Exercise prompt -
Would you return, word for word, the lines of the data below from the line with "positive clicks: (193, 24)" through the line with "box: [55, 262, 592, 383]", and no others?

Dataset -
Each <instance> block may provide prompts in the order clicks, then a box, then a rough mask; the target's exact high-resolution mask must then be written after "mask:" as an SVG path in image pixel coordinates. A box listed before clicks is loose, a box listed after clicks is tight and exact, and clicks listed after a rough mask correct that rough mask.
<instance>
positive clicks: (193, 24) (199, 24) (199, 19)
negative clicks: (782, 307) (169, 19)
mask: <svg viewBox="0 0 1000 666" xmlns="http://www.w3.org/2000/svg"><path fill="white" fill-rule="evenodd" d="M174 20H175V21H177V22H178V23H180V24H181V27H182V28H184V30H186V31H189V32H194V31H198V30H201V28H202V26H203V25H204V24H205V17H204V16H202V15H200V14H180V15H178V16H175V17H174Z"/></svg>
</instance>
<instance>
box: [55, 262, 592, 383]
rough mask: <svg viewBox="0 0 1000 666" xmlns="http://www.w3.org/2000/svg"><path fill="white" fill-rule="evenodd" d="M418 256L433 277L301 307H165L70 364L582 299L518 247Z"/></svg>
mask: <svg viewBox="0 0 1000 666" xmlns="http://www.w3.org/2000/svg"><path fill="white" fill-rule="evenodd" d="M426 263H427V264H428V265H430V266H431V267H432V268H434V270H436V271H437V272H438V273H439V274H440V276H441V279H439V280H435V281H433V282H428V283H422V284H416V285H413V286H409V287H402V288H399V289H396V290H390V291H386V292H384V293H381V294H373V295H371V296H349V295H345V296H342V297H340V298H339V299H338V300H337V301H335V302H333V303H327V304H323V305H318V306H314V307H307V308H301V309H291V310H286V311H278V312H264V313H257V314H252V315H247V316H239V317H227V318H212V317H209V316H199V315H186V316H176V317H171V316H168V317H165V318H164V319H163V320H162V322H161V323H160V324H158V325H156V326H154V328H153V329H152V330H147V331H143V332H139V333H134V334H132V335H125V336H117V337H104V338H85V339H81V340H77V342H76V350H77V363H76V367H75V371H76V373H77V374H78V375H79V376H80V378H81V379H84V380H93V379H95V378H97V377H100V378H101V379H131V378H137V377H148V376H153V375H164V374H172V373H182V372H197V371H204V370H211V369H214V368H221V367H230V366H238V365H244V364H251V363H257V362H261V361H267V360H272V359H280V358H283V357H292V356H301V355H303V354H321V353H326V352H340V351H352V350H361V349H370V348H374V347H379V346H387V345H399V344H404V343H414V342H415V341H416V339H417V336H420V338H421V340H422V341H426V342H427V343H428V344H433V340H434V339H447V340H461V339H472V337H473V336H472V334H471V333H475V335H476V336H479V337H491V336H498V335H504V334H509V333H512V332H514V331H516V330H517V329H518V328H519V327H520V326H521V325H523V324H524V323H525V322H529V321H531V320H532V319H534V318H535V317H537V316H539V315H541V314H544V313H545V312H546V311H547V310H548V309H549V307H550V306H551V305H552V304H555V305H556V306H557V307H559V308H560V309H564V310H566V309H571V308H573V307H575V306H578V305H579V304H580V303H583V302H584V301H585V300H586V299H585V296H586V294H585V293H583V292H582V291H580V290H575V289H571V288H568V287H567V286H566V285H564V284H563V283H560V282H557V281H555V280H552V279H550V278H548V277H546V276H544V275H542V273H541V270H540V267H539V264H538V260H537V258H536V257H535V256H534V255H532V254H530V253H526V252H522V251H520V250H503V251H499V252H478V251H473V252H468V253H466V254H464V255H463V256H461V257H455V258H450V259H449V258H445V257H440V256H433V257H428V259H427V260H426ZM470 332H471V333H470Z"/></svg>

Completed exercise -
positive clicks: (193, 24) (199, 24) (199, 19)
negative clicks: (782, 307) (169, 19)
mask: <svg viewBox="0 0 1000 666" xmlns="http://www.w3.org/2000/svg"><path fill="white" fill-rule="evenodd" d="M174 20H175V21H177V22H178V23H180V24H181V27H182V28H184V30H186V31H189V32H194V31H198V30H201V28H202V26H203V25H204V24H205V17H204V16H202V15H200V14H180V15H178V16H175V17H174Z"/></svg>
</instance>
<instance>
box: [55, 262, 592, 383]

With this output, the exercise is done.